> [Exercise description]:
Reproduce every line of the data below, keeping all text unchanged except the coordinate values in the answers. Multiply each of those values by 1.9 and round it to a whole number, rounding halves up.

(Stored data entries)
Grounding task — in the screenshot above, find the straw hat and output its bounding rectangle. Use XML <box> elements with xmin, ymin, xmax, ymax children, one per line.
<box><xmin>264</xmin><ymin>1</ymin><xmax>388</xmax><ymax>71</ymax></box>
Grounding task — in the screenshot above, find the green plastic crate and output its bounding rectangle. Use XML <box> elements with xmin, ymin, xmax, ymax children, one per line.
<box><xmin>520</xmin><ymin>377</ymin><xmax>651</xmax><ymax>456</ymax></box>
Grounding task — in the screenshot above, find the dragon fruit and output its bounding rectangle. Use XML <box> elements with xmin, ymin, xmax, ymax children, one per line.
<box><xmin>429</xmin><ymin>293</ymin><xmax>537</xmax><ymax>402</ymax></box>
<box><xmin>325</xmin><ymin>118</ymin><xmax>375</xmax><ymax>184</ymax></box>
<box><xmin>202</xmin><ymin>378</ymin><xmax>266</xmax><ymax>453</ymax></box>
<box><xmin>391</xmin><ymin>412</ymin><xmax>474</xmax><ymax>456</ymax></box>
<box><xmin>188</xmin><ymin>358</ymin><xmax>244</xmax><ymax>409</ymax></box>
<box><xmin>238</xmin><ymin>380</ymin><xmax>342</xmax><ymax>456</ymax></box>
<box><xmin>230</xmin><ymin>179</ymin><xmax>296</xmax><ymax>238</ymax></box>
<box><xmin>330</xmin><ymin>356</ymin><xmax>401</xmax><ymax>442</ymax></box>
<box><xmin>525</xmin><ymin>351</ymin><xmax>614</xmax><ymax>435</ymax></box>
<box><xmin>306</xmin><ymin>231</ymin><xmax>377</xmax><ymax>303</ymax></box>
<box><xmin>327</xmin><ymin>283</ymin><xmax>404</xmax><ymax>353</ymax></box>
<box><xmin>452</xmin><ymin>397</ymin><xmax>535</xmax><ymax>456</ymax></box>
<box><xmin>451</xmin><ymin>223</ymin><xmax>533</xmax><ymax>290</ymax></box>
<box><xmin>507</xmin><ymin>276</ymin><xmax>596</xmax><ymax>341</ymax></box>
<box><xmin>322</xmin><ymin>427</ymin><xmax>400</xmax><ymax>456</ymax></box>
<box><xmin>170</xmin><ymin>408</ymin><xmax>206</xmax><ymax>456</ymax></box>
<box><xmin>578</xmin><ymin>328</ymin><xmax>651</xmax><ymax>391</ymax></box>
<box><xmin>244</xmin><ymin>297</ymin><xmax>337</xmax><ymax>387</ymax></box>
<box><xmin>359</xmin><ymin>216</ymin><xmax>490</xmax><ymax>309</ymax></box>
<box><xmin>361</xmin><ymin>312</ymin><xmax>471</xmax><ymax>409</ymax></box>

> [Solution]:
Grounding task — in the screenshot above, find the straw hat and output its bounding rectangle. Use XML <box> elements with xmin, ymin, xmax, ymax children, one per line.
<box><xmin>502</xmin><ymin>2</ymin><xmax>737</xmax><ymax>135</ymax></box>
Grounding task — in the screenshot above, find the green plastic crate and output its bounding rectangle. Use XML <box> elements with xmin, ymin, xmax, ymax children, one per line.
<box><xmin>988</xmin><ymin>716</ymin><xmax>1237</xmax><ymax>866</ymax></box>
Grounding task — in the screenshot above, find the dragon fruit and output its bounding rectangle. Use XML <box> elements with xmin, ymin, xmax, ymax children, one per line.
<box><xmin>815</xmin><ymin>557</ymin><xmax>1020</xmax><ymax>764</ymax></box>
<box><xmin>618</xmin><ymin>224</ymin><xmax>713</xmax><ymax>350</ymax></box>
<box><xmin>384</xmin><ymin>718</ymin><xmax>505</xmax><ymax>861</ymax></box>
<box><xmin>743</xmin><ymin>783</ymin><xmax>901</xmax><ymax>866</ymax></box>
<box><xmin>357</xmin><ymin>680</ymin><xmax>464</xmax><ymax>777</ymax></box>
<box><xmin>452</xmin><ymin>722</ymin><xmax>650</xmax><ymax>866</ymax></box>
<box><xmin>437</xmin><ymin>340</ymin><xmax>562</xmax><ymax>452</ymax></box>
<box><xmin>627</xmin><ymin>676</ymin><xmax>762</xmax><ymax>840</ymax></box>
<box><xmin>998</xmin><ymin>667</ymin><xmax>1167</xmax><ymax>827</ymax></box>
<box><xmin>581</xmin><ymin>439</ymin><xmax>716</xmax><ymax>576</ymax></box>
<box><xmin>621</xmin><ymin>538</ymin><xmax>768</xmax><ymax>671</ymax></box>
<box><xmin>859</xmin><ymin>754</ymin><xmax>1017</xmax><ymax>866</ymax></box>
<box><xmin>857</xmin><ymin>424</ymin><xmax>1013</xmax><ymax>551</ymax></box>
<box><xmin>963</xmin><ymin>524</ymin><xmax>1132</xmax><ymax>648</ymax></box>
<box><xmin>612</xmin><ymin>811</ymin><xmax>760</xmax><ymax>866</ymax></box>
<box><xmin>323</xmin><ymin>775</ymin><xmax>391</xmax><ymax>866</ymax></box>
<box><xmin>1098</xmin><ymin>623</ymin><xmax>1237</xmax><ymax>743</ymax></box>
<box><xmin>464</xmin><ymin>564</ymin><xmax>640</xmax><ymax>735</ymax></box>
<box><xmin>682</xmin><ymin>410</ymin><xmax>931</xmax><ymax>587</ymax></box>
<box><xmin>686</xmin><ymin>593</ymin><xmax>895</xmax><ymax>777</ymax></box>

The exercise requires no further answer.